[Entries taken from a collection]
★ ★ ★ ★

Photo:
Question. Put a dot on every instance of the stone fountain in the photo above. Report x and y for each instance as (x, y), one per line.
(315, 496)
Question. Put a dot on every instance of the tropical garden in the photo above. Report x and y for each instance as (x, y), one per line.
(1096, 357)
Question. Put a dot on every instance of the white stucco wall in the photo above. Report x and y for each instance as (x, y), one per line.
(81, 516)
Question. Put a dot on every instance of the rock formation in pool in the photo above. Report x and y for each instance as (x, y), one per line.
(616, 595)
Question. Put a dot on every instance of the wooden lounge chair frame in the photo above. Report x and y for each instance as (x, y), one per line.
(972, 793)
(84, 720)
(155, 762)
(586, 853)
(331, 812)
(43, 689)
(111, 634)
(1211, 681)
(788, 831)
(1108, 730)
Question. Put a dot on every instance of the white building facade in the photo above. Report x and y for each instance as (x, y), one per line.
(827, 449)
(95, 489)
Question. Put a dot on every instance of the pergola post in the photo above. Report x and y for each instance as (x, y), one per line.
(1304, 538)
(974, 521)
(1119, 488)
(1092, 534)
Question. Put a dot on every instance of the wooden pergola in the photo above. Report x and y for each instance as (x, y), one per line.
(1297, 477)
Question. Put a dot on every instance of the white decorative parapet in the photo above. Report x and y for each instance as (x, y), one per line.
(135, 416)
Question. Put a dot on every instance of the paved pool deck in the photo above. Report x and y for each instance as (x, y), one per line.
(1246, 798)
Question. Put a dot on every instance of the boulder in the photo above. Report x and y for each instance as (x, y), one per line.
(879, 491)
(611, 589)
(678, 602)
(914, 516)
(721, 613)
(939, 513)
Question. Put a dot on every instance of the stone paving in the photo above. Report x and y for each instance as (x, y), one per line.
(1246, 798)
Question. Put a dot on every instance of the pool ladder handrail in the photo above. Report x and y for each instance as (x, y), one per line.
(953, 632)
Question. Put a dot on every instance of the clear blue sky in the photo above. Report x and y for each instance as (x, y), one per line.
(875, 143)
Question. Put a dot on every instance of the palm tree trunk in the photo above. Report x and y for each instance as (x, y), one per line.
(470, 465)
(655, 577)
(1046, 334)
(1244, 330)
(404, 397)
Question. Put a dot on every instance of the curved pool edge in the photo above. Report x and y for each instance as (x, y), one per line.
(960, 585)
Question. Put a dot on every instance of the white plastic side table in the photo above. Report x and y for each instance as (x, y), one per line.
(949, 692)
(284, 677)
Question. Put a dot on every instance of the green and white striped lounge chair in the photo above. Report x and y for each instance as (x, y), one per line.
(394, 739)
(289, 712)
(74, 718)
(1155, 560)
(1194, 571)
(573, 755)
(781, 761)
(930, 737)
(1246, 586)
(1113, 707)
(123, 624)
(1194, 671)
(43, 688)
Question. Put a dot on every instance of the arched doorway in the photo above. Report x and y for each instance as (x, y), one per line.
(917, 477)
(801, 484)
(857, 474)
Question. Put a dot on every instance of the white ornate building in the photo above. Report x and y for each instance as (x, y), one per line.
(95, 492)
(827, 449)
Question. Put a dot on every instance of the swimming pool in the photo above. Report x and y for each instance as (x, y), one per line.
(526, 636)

★ ★ ★ ★

STATED EXERCISE: Copy out all of the data exactly, leaving nothing out.

RESULT FOR THIS TASK:
Photo:
Question. Put a dot on every instance of the stone fountain in the photo above. Report x and y for each instance as (x, y), one per line.
(315, 496)
Question. Put a dot on every instance of the tropical garden in the photo above. Report x and y for each instance as (x, y), one per line.
(1096, 357)
Question. Put a dot on every instance of the white stucco wall in the photo above. Report x and y for each instance as (x, y), one per line.
(81, 516)
Question. Put a dot on every instance of the rock formation in pool in the photo above. Report x and y for each instance as (x, y), one per line.
(616, 595)
Question. Put a dot on every instance of the wooden lounge chair frame in the photo above. Report x and y for each instance as (x, y), one per line.
(972, 793)
(84, 720)
(155, 762)
(586, 853)
(331, 812)
(43, 689)
(111, 634)
(1211, 681)
(788, 831)
(1108, 730)
Question. Put a dot on every instance of the white building facade in the photo above. Report x and y for each instance as (x, y), one per line.
(827, 449)
(95, 489)
Question. Put a dot on every instance of the pergola post in the photo above. Report x and y for each instance as (x, y), one per line.
(1304, 538)
(974, 521)
(1119, 488)
(1092, 534)
Question. Put a dot on every instance of the wooden pergola in the photo above. Report x and y for each instance as (x, y), one per line.
(1297, 477)
Question. Put a dot on every instance of the white decorative parapet in the photo above. Report x and y for each instance as (x, y), one per line.
(135, 416)
Question. Put a dot on every instance of the paved pool deck in the photo above. Report x and y for each instance as (x, y), one per line.
(1246, 798)
Question. Put a dot on every instance of the boulder in the photo above. Report x and y for each instance as (x, y), one per line.
(879, 491)
(611, 589)
(678, 602)
(914, 516)
(721, 613)
(939, 513)
Question. Put a dot on every instance of the stone paving in the photo above. Report x and y for each instance as (x, y), one per line.
(1246, 798)
Question. Put a dot on every instance of the pool ladder handrail in the photo above. Report x and y for each instance as (x, y), one per line.
(953, 632)
Question. Put a dot on every instance of the clear blue sky in the photo above. Report x and y for each instance as (x, y), one per line.
(875, 143)
Question. Put a dot on every instance of the palm tree trunk in the photo above. Report x and y for each instance as (x, y), one per line.
(470, 465)
(655, 577)
(1046, 334)
(1244, 330)
(404, 397)
Question. Put a dot on every instance of the curved pool edge in the photo above. Report x and y for each instance as (x, y), one per line.
(960, 585)
Question. Put a dot on every instance of the white plastic side table in the photo above. Report x and y for each instance as (x, y), one per line.
(949, 692)
(284, 677)
Question. Put a dot on every instance of the green and white striped lounge chair in the photo above. Report x and y for each instance as (x, y), one per line.
(394, 739)
(289, 712)
(74, 718)
(1155, 560)
(1194, 571)
(573, 755)
(781, 761)
(930, 737)
(1246, 586)
(1113, 707)
(123, 624)
(1194, 671)
(43, 688)
Question. Put a dot on every instance of the arched doorway in the photo above. Report x and y for each instance as (x, y), one per line.
(917, 477)
(801, 484)
(857, 474)
Question. Put a dot on every instance of the white ornate building in the photo above. Report x and y for each instance as (x, y), one per line.
(95, 492)
(827, 449)
Question. Put a dot on every instance of the swimming pool in the photo above. Report x and y for each instance as (x, y), one per line.
(526, 636)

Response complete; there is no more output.